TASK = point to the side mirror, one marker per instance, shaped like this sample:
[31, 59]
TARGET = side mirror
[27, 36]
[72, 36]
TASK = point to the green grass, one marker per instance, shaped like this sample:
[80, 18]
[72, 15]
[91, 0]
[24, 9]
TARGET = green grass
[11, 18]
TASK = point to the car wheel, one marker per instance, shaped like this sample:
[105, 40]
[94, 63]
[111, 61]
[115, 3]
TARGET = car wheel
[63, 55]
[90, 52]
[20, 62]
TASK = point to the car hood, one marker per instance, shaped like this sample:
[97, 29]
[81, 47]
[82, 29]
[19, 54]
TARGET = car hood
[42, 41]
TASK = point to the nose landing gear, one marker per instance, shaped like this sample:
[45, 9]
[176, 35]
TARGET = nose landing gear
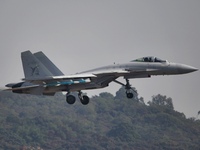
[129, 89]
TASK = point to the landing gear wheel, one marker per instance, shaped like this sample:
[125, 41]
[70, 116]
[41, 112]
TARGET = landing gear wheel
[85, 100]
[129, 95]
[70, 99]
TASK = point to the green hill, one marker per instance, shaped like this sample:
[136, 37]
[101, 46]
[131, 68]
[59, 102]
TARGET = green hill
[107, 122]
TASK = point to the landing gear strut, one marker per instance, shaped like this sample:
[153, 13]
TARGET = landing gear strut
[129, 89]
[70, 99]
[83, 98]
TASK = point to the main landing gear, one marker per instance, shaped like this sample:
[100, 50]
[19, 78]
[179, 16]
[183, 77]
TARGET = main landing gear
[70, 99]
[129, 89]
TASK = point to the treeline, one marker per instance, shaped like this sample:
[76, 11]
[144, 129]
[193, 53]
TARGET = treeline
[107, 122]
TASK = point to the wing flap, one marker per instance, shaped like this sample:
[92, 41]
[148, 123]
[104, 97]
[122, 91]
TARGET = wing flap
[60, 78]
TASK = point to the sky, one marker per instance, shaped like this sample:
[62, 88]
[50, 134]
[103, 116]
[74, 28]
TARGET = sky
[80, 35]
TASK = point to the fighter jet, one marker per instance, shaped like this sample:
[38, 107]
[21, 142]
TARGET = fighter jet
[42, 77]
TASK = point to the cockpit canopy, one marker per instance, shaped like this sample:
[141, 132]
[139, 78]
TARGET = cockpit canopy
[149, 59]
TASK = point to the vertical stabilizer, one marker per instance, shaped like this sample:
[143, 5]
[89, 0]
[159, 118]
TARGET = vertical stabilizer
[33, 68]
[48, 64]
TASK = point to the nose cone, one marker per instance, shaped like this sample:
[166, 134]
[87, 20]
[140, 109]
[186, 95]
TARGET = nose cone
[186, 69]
=====
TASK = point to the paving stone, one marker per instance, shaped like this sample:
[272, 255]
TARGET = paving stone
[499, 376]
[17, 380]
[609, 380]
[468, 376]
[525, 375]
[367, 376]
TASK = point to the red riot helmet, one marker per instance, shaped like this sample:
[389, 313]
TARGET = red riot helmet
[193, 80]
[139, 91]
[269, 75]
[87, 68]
=====
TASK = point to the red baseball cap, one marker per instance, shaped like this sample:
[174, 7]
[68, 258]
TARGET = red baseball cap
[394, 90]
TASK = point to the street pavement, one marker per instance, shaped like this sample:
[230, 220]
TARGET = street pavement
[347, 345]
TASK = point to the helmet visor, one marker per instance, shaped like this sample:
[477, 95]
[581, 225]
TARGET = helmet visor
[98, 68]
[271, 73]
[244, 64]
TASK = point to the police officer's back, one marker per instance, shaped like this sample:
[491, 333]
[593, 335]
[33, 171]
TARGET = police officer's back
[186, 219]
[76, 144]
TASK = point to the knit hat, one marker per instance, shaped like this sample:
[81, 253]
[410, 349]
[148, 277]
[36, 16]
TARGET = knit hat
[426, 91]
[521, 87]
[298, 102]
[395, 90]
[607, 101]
=====
Gather every line of the material above that contains the word "treeline".

TASK = point to the treeline, one marker per instance, shaped like this sample:
TARGET = treeline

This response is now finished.